Session Name: Big Data Is Broken Without Integration
Speakers: S1: Announcer S2: Chris Albrecht S3: Stacey Higginbotham S4: Gaurav Dhillon
Please welcome your MC Chris Albrecht back to the stage.
CHRIS ALBRECHT 00:08
Everybody feeling good, feeling networked? As people start filling in for this second half of the morning session I just want to remind you of a few things. Welcome back! Due to fire marshal regulations please keep the aisles clear. Remind you to mute your cell phones please. If you want to ask a question there are microphones in the middle of the aisle here, please use those when asking a question. The WiFi is GigaOM and there is no password. Please remember there have been a lot of great comments and a lot of great capturing snippets of the show so far. You can follow us on twitter at GigaOM and make sure you tag your tweets with #dataconf.
CHRIS ALBRECHT 00:56
Remember to download the mobile app, you can scan the QR code on the back of your badge for a program guide or log in with an email address and use the password sd2013. Exchange contact information with other people, message with them and just in general have a full and more richer event experience. And that is about it for all the housekeeping kind of things.
CHRIS ALBRECHT 01:19
Right now I want to welcome back to the stage Stacey Higginbotham. She’s going to be talking with Gaurav Dillon the chairman and CEO of SnapLogic about Big Data is Broken without Integration. Please welcome Stacey and Gaurav.
STACEY H 01:44
Alright, big data is broken without integration – oh my. We have heard so far this morning about how data science is broken, how machine learning is more of an art and maybe the current way we train people is broken so we’re going to continue on with this theme of things that can be fixed with big data. Gaurav here has a really awesome story, so we’re going to get to that. But first let me let him introduce himself – Gaurav.
GAURAV D 02:18
Stacey, thank you pleasure to be here. Brief introduction: we’re SnapLogic, we integrate information for large companies, either it’s big data or it’s SaaS applications that they’re adding into the enterprise. I’ve been in the integration business for two decades, started Informatica in my garage, was founder and chief executive for about 12 years took it public and so on. Took some time off and like a lot of 1. 0 people I’m doing a 2. 0 thing, so here we are doing integration and the cloud as it were.
STACEY H 02:48
Now you started in your garage, which is a very old school thing to do. Where did you start this company?
GAURAV D 02:53
It was a sublease from some industrial design company-
STACEY H 02:58
GAURAV D 02:59
It was a little better, it had air conditioning and of course the internet, which we didn’t have in 1992.

- [Given data]
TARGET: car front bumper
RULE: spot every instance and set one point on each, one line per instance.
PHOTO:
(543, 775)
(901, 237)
...
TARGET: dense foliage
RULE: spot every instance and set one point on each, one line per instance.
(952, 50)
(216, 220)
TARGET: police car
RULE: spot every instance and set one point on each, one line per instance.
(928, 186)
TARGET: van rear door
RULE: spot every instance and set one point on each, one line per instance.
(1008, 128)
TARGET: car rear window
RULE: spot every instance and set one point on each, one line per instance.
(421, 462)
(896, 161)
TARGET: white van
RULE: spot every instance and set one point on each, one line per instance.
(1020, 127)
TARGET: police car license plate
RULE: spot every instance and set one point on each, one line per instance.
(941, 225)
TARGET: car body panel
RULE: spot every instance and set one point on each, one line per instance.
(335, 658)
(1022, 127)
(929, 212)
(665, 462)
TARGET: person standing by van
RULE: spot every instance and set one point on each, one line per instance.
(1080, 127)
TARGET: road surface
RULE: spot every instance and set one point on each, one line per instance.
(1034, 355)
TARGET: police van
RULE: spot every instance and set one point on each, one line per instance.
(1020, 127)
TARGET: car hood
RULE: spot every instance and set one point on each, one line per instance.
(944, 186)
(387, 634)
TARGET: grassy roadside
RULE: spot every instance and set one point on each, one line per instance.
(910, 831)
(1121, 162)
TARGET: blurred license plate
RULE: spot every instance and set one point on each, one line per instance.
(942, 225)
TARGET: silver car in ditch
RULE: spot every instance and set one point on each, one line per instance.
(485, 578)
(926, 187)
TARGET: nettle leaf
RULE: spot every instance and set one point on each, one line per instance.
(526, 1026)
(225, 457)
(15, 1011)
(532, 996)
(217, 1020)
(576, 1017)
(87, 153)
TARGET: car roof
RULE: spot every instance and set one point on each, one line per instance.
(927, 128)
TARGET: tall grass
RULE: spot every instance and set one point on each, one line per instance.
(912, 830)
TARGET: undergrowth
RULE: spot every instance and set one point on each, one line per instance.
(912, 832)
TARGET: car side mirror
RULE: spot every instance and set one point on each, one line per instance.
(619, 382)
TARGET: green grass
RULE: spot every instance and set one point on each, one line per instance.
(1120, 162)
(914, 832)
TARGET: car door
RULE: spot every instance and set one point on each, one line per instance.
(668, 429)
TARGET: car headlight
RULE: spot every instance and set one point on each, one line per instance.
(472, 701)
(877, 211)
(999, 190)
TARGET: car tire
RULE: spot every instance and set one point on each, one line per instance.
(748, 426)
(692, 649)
...
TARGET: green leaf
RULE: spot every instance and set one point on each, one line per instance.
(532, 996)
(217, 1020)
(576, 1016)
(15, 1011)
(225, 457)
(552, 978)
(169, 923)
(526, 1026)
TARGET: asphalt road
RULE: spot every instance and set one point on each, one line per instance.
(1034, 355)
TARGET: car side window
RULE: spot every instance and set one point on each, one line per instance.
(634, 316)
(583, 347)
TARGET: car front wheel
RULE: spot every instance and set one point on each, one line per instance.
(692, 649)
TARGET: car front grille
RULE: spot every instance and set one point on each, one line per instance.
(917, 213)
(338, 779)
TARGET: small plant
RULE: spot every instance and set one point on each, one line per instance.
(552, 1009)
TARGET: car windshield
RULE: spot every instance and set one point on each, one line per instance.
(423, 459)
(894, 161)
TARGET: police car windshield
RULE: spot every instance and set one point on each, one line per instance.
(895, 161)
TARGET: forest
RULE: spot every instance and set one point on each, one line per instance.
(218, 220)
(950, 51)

- [What you will do] Summarize the session transcript in two sentences. The rows come from a separate source, not from the session transcript.

- [Answer in full] After host Chris Albrecht covers housekeeping such as keeping the aisles clear, muting phones, the password-free GigaOM WiFi and the mobile app, he introduces Stacey Higginbotham's conversation with SnapLogic chairman and CEO Gaurav Dhillon on why big data is broken without integration. Dhillon says SnapLogic integrates big data and SaaS applications for large companies, and that he spent two decades in integration, including about 12 years as founder and chief executive of Informatica, which he started in his garage and took public.